TASK OBJECTIVE >>
All lines from the one with "What to locate: fly abdomen" through the last line of the data below should be copied exactly; please add nothing.

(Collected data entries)
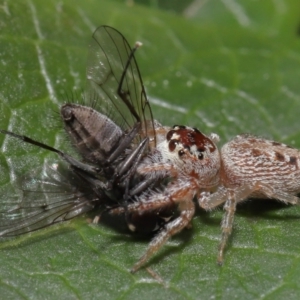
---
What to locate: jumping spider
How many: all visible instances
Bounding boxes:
[112,124,300,272]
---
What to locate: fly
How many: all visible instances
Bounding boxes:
[0,26,173,239]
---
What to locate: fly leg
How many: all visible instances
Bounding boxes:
[104,122,141,168]
[0,130,100,176]
[107,137,150,213]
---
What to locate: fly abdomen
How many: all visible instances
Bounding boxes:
[61,103,123,165]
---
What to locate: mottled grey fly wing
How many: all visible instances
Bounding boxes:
[0,161,103,237]
[86,25,156,145]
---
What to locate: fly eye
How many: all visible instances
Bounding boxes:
[178,149,185,157]
[61,105,74,122]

REPLY TO THE TASK >>
What to locate: fly abdomen
How many: all visible instances
Bounding boxes:
[61,103,123,165]
---
What to locate: mottled grey fly wing
How many: all visible instances
Bounding boxes:
[0,161,103,237]
[86,25,156,145]
---
What to locate: fly eye
How many: all visible instances
Bounding boxes:
[178,149,185,157]
[61,105,74,122]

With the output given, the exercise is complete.